Posts tagged: oakley polarised sunglasses

How To Tell Fake From Authentic Polarised Sunglasses

If you are looking for a new pair of glasses to protect your eyes from the suns rays, you may like to consider purchasing a decent pair of polarised sunglasses. There is no need to spend a lot of money, although a great deal of the designer sunglasses will protect you and may not be as expensive as you think.

Originally developed by Edwin Land in 1936, lenses are now either coated with a protective substance or have a filter enclosed within them. Polarisation now absorbs solar glare from reflective surfaces by up to 99% and counteracts the bright glare to the eye by restricting the light waves to a singular direction.

Its not just in the summer you need worry about the sun but in the winter as well especially if you are involved in winter sports. For example, if you are skiing or snowboarding you need to make sure your ski goggles protect you adequately as the sun will bounce off the snow.  However, if there is a danger of thin ice polarised sunglasses could cause problems because in some cases, definition will be lost because of the lack of reflection off the landscape. If there is no snow but bright conditions youll also get this bounce effect from wet surfaces. An example of someone who would benefit from polarised sunglasses are fisherman, as these would make it easier for them to see more clearly into the water without the sun blinding their vision. Therefore it is important to remember that safety rather than fashion should be your foremost consideration.

Considering there are many fakes around, test whether your polarised sunglasses are authentic by rotating them and watching to see if the light passing through the lens changes intensity – it should not. Don’t go for cheap imitations, it is your sight we are talking about.
+ + + + + + +
● Work order A: Translate this sentence from the passage on polarized sunglasses into Spanish: "Originally developed by Edwin Land in 1936, lenses are now either coated with a protective substance or have a filter enclosed within them."
● Work order B:
Use the passage on polarized sunglasses to answer these questions:
(i) In what year did Edwin Land first develop polarized lenses?
(ii) By up to what percentage does polarization absorb solar glare from reflective surfaces?
(iii) Who is named as an example of someone who would benefit from polarized sunglasses?
● Work order C:
Decide whether each statement agrees with the passage on polarized sunglasses. Answer yes or no, and quote the words from the passage that decide it.
(i) Polarized sunglasses could cause problems when there is a danger of thin ice.
(ii) When authentic polarized sunglasses are rotated, the intensity of the light passing through the lens should change.
(iii) Fashion should be the foremost consideration when choosing polarized sunglasses.

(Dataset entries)
+ + + + + + +
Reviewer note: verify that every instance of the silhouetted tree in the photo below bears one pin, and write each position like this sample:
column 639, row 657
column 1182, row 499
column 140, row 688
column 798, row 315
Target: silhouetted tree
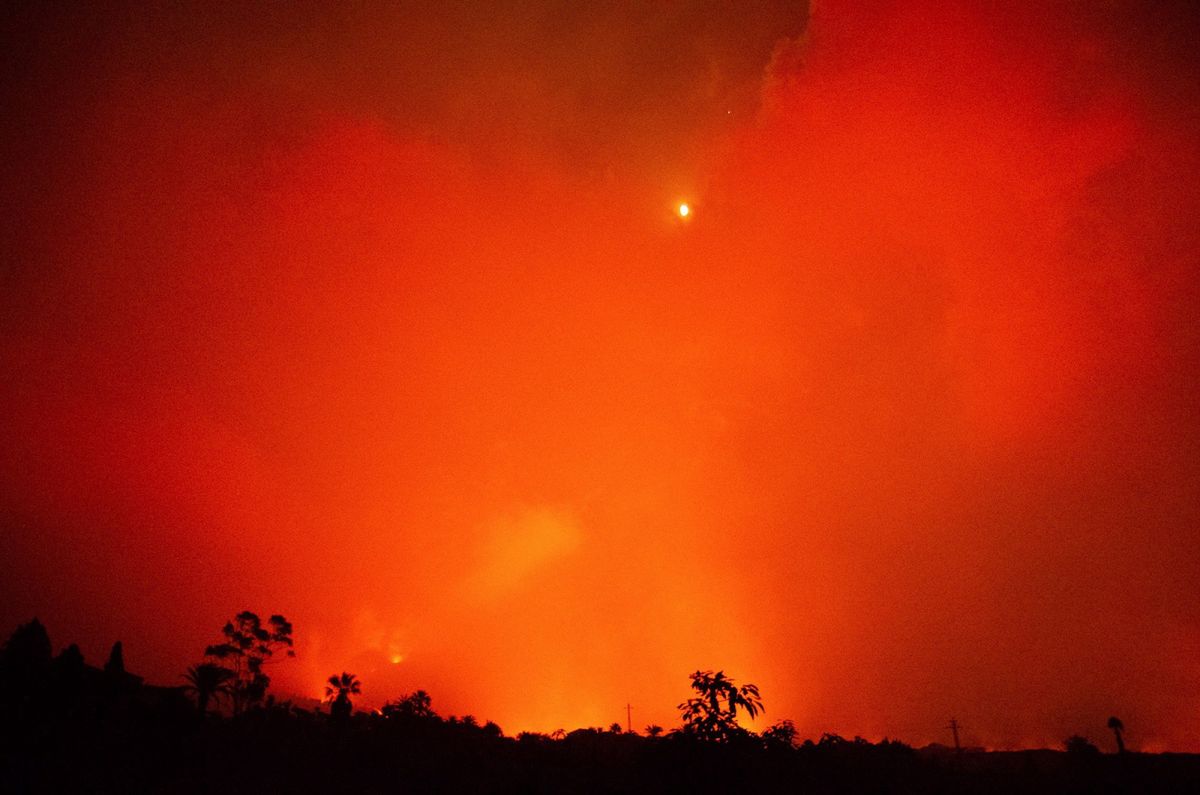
+ + + + + + +
● Answer box A: Desarrolladas originalmente por Edwin Land en 1936, las lentes ahora están recubiertas con una sustancia protectora o tienen un filtro encerrado en su interior.

● Answer box B:
(i) 1936
(ii) Up to 99%
(iii) Fishermen

● Answer box C:
(i) Yes: "if there is a danger of thin ice polarised sunglasses could cause problems"
(ii) No: "watching to see if the light passing through the lens changes intensity – it should not"
(iii) No: "safety rather than fashion should be your foremost consideration"